▸ **To do**
(1) According to the Coral-List message on what we can do, what do most people in a position to act think of the science?
(2) Name every kind of tree that the Coral-List message recommends planting.
(3) Please carry on the Coral-List message from its final sentence.

▸ **Excerpt to read**
• • •
[Coral-List] WHAT CAN WE DO??

Phil Dustan dustanp at cofc.edu
Mon Dec 17 08:54:27 EST 2007

Seasons Greeting everyone,
 One this to consider is that we understand yet the vast majority of 
people cannot even conceive of what is going on. Most are just trying to 
get by.  Even worse, the vast majority of people who are is a position 
to do something (i.e. Americans, and others) think the science is bunk 
and some sort of leftwing conspiracy. So while there are lots of things 
we could all do, perhaps the most important aspects deal with education- 
our neighbors, our friends, our politicians, local school, etc.  Right 
now the disconnect is vast and growing. So campaigns that educate and 
show how everyone can help are very meaningful and have the chance of 
actually catching on. This stuff has to become as popular in the US as 
toilet paper.
    And then we should all  plant trees that grow fast and live a long 
time - like oaks, bald cypress, redwoods, etc. We need all the carbon 
sponges we can grow.


Ove Hoegh-Guldberg wrote:
> However tough the news is, I believe it is essential we face facts and start asking the type of important question that Tom Williams has asked.  As with most climate adaptation problems, the sooner we start, the cheaper and more effective the solutions are likely to be.  One thing does remain, however, and that is that rapid mitigation of global emissions by all nations is an absolute and vital necessity.  Do that and we will save ourselves an entire world of problems.
• • •
▸ **Extracted records**
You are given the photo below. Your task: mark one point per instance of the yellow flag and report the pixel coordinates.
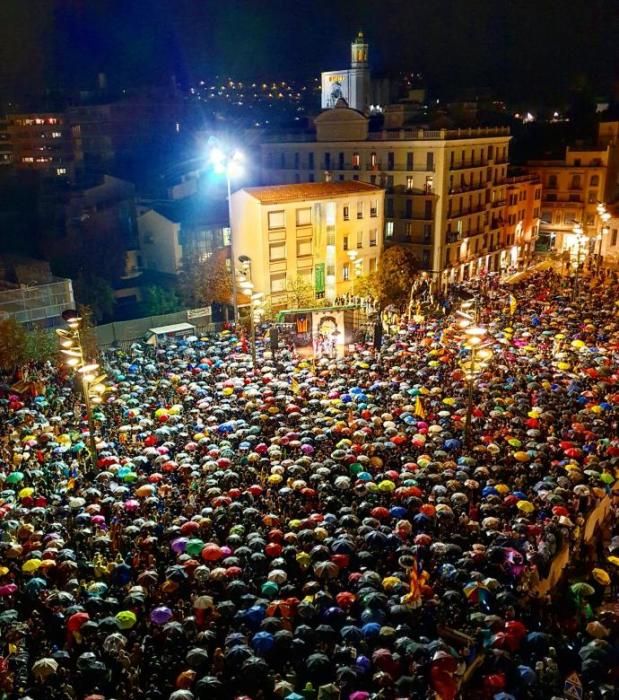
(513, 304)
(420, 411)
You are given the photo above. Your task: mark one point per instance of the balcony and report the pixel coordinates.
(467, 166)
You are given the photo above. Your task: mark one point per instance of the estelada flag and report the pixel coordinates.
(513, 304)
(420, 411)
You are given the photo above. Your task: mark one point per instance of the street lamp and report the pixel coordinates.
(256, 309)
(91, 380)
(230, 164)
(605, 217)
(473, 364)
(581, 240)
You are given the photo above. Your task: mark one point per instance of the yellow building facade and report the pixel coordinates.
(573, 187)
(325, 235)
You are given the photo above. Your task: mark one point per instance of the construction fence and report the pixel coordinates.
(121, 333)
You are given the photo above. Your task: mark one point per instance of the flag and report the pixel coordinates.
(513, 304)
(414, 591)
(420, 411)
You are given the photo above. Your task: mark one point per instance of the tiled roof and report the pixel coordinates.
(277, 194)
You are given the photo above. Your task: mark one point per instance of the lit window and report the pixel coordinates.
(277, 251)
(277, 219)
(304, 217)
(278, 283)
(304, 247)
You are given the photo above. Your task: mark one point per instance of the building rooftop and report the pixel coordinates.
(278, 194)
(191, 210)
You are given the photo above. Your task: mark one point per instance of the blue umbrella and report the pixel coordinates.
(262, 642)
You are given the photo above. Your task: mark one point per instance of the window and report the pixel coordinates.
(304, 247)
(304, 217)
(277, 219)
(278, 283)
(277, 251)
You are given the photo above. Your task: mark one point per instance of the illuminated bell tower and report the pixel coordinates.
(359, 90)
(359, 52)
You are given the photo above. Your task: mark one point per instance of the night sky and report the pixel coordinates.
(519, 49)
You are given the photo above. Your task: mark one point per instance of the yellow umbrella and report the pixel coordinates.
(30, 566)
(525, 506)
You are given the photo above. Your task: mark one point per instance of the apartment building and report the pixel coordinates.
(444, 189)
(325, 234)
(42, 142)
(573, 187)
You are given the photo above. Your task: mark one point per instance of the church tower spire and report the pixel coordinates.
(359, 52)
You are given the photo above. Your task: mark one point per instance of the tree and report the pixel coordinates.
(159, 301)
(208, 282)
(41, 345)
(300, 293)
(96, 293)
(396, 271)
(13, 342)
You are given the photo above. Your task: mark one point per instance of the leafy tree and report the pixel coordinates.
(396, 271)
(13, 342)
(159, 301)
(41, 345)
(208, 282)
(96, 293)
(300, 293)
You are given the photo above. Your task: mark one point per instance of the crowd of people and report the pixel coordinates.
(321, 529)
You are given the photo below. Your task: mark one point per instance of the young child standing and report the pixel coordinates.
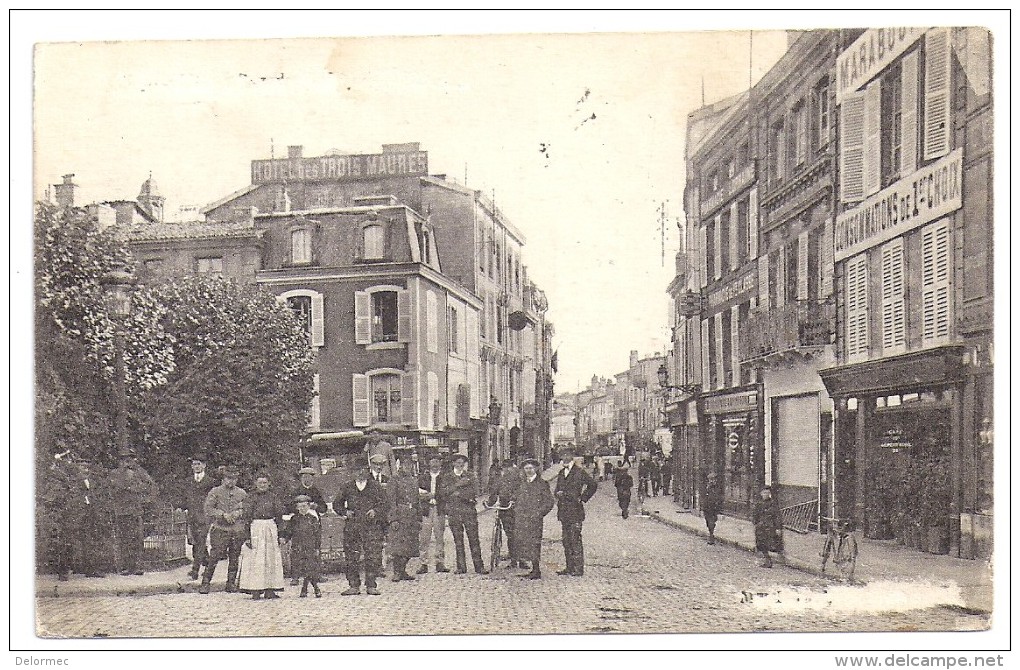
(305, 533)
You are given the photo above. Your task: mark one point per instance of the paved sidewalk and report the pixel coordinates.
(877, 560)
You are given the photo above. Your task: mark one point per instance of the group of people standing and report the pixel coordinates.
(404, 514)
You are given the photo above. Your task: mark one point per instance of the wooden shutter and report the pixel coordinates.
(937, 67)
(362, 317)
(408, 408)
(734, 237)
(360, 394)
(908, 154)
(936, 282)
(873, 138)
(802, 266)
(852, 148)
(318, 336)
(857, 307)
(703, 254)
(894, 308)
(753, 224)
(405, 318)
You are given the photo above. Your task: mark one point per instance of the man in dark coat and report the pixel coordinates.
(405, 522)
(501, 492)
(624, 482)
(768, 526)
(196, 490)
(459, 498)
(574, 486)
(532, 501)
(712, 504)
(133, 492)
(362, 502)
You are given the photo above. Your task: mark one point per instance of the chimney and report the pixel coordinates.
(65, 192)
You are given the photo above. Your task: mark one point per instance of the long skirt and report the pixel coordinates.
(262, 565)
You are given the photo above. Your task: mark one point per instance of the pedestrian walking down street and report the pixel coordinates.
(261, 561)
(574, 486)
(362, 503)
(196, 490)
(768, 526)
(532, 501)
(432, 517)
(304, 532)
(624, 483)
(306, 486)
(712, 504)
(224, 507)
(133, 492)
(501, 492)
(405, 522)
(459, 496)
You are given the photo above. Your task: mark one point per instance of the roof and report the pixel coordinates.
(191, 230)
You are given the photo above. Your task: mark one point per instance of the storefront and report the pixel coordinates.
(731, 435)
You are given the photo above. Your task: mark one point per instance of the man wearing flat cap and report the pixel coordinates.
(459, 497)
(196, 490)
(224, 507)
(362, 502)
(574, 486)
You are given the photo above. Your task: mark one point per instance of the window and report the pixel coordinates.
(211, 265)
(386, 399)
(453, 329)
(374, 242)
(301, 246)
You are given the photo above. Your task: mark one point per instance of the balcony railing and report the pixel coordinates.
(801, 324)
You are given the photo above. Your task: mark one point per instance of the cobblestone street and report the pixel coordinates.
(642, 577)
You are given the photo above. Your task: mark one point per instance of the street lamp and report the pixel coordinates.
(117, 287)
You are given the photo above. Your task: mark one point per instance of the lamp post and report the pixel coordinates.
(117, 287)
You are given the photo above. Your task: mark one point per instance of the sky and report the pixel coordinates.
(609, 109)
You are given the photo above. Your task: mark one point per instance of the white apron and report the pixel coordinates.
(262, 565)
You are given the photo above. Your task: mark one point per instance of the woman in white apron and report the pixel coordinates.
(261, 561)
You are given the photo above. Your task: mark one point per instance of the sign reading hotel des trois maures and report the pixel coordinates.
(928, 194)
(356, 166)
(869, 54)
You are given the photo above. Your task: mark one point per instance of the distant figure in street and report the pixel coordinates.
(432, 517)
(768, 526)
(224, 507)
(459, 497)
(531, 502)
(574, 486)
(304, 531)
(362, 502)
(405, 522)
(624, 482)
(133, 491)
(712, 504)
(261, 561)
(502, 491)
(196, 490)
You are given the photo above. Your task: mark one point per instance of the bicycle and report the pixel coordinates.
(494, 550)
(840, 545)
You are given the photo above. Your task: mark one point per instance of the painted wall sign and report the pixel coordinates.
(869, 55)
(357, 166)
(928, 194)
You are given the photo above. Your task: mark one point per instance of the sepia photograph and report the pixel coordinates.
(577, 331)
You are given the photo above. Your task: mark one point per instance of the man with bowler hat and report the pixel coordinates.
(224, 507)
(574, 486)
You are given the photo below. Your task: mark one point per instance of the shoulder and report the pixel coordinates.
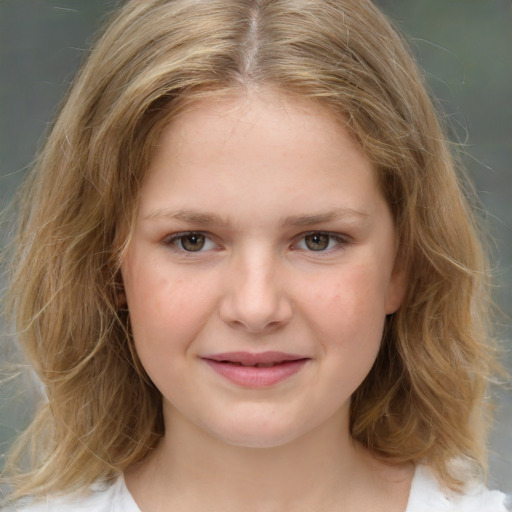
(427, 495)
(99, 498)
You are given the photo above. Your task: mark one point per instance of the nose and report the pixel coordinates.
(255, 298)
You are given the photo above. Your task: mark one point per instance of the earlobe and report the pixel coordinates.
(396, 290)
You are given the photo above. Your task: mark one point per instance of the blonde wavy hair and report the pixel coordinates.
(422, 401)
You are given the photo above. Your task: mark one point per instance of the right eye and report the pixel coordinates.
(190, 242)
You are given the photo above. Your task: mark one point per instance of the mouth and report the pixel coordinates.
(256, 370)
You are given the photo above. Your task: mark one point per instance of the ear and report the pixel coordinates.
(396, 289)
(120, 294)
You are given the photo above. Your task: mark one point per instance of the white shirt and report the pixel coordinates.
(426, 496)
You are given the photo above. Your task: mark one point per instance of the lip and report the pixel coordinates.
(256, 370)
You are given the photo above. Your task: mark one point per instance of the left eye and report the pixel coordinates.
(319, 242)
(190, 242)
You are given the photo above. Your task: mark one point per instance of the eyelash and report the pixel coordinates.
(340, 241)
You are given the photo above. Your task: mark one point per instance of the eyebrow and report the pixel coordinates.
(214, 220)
• • •
▸ **The results**
(1) They think the science is bunk and some sort of leftwing conspiracy.

(2) Oaks, bald cypress, and redwoods.

(3)
> Regards,
> Ove
> Ove Hoegh-Guldberg
> Professor and Director
> Centre for Marine Studies
> The University of Queensland
> Blog: http://www.climateshifts.org
> -----Original Message-----
> From: coral-list-bounces at coral.aoml.noaa.gov [mailto:coral-list-bounces at coral.aoml.noaa.gov] On Behalf Of Judith Lang
> Sent: Sunday, 16 December 2007 7:18 AM
> To: coral-list at coral.aoml.noaa.gov
> Subject: [Coral-List] WHAT CAN WE DO??
> Tom Williams raises an important question when he asks: "WHAT CAN WE  
> DO??," now that the risk from carbon emissions to coral reefs and  
> those who depend upon them for their livelihoods is receiving some  
> well-deserved publicity.
> Here are a few suggestions for starters:
> We CAN set a positive example for our neighbours and colleagues by  
> our daily choices of how much fossil fuel we consume, both directly  
> as a fuel and indirectly via our use of hot water, paper, plastic  
> bags, electronic trinkets, exotic foods, etc., etc.
> We CAN minimize our long-distance work-related travel to that which  
> is really necessary to fulfill our research and educational needs or  
> commitments.
> Those of us with some discretionary income CAN spend some of it on  
> carbon-offset programs: for example, planting trees in the tropics  
> where they will grow year round which also helps nourish impoverished  
> soils, and provides food, fuel or income for poor communities.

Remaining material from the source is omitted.